--- Start Data lines ---

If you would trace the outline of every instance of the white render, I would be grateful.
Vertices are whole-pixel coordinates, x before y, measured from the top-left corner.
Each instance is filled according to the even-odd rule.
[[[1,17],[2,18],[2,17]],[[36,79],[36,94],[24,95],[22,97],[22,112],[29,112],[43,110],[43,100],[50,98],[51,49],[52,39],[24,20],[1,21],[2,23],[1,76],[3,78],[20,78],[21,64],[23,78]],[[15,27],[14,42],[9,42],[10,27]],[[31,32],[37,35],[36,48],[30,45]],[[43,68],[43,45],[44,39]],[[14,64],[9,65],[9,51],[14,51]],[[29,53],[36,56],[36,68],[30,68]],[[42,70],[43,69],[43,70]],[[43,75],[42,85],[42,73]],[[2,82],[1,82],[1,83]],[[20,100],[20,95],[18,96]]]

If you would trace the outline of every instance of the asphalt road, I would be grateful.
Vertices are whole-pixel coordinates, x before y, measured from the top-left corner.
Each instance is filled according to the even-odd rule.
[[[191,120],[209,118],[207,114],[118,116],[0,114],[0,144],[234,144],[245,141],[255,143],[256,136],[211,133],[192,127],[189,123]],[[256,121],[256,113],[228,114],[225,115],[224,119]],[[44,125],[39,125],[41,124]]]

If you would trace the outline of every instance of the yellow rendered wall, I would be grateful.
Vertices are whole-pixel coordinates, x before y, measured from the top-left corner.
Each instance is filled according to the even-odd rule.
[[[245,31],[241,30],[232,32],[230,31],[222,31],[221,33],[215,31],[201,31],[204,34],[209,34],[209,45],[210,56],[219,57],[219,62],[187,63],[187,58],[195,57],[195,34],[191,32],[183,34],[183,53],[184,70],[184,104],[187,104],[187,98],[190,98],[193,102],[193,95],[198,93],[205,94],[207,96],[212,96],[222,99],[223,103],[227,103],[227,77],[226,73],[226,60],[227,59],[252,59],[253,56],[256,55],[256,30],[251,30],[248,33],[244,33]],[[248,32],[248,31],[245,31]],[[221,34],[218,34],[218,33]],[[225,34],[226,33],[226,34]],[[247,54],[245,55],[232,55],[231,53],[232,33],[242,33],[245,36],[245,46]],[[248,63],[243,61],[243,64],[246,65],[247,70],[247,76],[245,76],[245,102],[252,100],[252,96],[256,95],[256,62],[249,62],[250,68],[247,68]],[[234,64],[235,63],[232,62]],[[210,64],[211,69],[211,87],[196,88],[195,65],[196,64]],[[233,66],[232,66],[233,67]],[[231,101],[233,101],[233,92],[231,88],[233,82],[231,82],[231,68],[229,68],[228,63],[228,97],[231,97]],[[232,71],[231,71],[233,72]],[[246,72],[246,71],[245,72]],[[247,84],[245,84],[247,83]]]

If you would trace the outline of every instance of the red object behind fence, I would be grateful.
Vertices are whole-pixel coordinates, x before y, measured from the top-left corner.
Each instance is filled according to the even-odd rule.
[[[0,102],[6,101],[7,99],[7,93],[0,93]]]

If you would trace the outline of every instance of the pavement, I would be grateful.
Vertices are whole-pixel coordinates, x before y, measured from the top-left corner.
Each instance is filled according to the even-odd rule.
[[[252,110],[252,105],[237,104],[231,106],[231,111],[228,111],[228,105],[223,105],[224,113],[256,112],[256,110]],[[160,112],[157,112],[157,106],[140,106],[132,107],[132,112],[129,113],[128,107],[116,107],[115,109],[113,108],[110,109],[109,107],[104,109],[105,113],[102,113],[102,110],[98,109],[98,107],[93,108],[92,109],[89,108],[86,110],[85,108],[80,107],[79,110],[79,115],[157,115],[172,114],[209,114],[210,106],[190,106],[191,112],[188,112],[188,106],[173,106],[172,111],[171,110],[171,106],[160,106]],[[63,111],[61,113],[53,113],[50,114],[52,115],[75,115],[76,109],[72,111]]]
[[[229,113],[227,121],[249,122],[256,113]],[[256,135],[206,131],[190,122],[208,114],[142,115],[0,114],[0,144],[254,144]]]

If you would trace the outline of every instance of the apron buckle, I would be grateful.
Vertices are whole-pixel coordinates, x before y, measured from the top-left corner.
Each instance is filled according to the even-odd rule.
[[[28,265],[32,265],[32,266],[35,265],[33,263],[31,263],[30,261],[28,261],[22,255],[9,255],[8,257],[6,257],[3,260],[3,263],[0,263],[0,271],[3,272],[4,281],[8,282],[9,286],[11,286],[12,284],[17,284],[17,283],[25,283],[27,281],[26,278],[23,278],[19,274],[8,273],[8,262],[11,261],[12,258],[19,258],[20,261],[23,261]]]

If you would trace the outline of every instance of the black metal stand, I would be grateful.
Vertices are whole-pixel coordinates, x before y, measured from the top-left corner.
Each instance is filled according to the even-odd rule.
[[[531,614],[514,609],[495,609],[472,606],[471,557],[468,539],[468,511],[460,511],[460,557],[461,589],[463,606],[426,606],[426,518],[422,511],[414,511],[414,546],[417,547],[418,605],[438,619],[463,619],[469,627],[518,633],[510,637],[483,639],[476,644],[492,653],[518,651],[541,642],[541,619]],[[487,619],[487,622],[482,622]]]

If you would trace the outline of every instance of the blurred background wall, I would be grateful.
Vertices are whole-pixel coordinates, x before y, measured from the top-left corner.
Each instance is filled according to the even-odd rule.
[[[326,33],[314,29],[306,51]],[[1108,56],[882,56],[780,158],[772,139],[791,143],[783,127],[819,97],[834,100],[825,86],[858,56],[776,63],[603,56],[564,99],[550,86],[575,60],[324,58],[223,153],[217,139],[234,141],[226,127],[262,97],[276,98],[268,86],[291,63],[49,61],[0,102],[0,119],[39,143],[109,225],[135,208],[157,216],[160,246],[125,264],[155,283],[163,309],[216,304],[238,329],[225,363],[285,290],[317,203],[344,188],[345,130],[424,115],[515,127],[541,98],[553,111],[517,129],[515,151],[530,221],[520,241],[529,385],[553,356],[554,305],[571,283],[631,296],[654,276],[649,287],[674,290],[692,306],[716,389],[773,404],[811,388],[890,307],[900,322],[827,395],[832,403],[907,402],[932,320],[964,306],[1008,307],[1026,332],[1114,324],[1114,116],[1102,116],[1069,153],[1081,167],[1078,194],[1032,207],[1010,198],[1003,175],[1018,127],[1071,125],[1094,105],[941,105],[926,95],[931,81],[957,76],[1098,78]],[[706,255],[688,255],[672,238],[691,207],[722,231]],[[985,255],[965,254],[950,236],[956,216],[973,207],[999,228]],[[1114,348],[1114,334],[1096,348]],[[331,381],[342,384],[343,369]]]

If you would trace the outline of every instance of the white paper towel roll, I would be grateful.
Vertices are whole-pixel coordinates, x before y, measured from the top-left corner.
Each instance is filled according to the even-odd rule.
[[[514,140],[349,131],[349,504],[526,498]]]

--- End Data lines ---
--- Start Data lines ---

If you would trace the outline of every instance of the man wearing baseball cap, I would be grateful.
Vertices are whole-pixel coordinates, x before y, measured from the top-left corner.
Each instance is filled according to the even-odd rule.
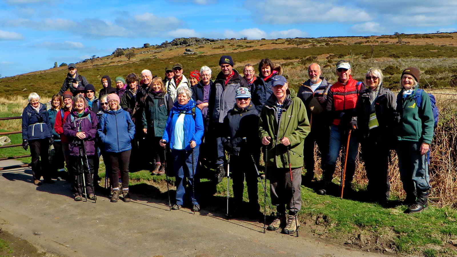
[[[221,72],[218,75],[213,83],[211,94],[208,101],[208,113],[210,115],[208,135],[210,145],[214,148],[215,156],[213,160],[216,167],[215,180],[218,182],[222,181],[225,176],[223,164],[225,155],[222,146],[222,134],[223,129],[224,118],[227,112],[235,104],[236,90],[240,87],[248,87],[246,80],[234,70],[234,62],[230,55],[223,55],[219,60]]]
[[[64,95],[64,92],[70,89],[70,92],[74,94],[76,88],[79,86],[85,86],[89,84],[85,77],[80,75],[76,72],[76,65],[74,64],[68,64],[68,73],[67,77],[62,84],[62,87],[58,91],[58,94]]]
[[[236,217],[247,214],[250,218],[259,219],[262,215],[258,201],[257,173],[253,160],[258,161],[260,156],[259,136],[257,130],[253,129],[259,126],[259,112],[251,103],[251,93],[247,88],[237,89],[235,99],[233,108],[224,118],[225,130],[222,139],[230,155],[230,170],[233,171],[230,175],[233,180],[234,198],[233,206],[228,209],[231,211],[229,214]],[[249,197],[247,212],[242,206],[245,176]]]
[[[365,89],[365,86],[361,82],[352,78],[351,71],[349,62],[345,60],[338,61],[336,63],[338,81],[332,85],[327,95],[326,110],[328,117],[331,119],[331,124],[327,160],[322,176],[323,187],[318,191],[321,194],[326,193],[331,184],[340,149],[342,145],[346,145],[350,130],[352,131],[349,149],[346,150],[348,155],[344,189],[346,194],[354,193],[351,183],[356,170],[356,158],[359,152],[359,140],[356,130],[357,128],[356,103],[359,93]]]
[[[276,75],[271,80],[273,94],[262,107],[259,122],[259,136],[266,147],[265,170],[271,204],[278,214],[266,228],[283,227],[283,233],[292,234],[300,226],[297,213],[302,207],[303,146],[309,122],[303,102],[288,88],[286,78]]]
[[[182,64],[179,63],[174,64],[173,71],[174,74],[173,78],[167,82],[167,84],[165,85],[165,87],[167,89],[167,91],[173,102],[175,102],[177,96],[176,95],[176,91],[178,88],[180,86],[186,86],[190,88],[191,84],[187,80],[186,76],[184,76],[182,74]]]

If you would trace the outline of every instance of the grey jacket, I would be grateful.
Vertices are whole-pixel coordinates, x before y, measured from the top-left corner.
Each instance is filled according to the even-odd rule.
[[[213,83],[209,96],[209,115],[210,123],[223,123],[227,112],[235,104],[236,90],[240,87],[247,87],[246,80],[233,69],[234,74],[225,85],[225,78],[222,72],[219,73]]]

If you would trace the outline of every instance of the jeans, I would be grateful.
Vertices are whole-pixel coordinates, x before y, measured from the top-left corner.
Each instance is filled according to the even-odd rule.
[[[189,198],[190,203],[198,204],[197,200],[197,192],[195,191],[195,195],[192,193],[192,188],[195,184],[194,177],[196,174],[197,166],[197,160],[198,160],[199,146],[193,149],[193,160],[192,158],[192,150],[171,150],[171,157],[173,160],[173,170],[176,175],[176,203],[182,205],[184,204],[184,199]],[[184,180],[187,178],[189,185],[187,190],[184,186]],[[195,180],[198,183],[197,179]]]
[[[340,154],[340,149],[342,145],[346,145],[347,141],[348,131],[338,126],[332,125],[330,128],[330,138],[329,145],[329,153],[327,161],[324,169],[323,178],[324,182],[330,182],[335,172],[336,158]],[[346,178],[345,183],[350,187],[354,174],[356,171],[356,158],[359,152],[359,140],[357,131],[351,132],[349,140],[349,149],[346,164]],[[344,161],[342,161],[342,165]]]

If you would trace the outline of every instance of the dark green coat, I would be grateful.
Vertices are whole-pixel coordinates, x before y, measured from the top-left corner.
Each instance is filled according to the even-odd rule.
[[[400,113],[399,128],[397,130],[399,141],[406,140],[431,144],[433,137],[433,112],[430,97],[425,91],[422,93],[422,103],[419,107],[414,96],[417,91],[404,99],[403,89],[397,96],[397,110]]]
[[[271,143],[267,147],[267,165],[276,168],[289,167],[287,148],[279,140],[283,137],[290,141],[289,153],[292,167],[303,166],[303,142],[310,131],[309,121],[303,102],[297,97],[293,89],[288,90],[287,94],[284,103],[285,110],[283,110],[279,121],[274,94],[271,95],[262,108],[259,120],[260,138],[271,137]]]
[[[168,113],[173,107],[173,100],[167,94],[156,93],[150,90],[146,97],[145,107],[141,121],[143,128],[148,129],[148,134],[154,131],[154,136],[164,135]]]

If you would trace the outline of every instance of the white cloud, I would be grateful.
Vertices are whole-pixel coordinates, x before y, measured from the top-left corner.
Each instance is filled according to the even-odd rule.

--- End Data lines ---
--- Start Data lines ---

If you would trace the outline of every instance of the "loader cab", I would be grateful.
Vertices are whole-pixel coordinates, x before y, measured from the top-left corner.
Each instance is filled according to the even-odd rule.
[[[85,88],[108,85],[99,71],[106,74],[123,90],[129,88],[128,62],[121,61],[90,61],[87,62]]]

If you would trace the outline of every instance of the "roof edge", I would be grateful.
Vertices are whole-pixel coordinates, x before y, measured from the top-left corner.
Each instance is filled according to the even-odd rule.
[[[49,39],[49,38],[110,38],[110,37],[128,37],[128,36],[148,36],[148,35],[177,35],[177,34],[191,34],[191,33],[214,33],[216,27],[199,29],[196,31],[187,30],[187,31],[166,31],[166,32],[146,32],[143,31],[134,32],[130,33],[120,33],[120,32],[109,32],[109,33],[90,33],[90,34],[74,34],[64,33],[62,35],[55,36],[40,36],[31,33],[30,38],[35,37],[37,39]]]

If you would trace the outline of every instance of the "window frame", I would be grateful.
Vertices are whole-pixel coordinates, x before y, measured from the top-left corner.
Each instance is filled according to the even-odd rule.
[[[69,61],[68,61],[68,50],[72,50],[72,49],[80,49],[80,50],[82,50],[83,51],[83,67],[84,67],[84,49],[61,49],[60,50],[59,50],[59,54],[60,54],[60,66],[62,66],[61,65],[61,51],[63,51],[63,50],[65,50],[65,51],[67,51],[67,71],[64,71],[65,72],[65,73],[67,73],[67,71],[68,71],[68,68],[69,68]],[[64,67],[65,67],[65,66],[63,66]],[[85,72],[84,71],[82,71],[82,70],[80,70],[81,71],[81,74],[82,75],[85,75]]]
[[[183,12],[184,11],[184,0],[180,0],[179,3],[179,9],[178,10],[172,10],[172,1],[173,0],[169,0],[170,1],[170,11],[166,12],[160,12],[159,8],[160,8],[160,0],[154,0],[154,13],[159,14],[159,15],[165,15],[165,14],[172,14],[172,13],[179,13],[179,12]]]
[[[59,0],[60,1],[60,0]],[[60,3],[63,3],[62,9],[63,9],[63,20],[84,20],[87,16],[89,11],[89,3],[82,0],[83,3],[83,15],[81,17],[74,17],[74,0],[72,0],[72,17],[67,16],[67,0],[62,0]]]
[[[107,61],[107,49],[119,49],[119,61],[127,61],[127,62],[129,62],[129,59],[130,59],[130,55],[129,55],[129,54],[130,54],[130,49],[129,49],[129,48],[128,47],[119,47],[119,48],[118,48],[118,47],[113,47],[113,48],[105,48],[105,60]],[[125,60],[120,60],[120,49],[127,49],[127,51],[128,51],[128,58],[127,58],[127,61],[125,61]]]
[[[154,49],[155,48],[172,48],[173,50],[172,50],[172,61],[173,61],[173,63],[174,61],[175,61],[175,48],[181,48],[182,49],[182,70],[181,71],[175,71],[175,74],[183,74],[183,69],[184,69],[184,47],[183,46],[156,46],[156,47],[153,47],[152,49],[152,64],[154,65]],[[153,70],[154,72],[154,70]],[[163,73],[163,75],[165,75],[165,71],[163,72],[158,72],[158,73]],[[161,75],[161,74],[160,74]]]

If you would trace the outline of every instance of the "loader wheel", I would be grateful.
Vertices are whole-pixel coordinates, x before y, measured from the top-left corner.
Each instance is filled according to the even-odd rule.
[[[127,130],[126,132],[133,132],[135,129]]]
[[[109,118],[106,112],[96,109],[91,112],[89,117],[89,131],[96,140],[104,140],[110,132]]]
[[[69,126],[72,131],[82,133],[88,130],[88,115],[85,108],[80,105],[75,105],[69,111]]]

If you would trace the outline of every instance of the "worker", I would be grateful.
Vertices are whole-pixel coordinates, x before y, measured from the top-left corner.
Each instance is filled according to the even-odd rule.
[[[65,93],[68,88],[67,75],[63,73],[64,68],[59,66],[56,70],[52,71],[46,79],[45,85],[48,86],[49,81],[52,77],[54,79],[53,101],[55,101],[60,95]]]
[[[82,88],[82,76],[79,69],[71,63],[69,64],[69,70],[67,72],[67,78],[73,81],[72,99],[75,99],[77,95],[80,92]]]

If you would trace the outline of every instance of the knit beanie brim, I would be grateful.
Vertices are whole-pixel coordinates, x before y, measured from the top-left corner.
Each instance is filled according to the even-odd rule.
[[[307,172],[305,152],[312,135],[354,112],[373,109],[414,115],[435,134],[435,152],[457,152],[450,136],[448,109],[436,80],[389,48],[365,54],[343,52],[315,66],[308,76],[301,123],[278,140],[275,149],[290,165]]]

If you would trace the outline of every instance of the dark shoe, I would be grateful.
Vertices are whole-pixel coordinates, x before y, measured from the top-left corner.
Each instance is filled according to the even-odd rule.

--- End Data lines ---

Task objective = Gather every line of the records that contains the word "white", matching case exactly.

Answer to the exercise =
If you would trace the outline of every instance of the white render, I would be grateful.
If you would trace the outline of every instance of the white paper towel roll, I would be grateful.
If you would trace the outline of every instance of the white cloud, I would be grateful.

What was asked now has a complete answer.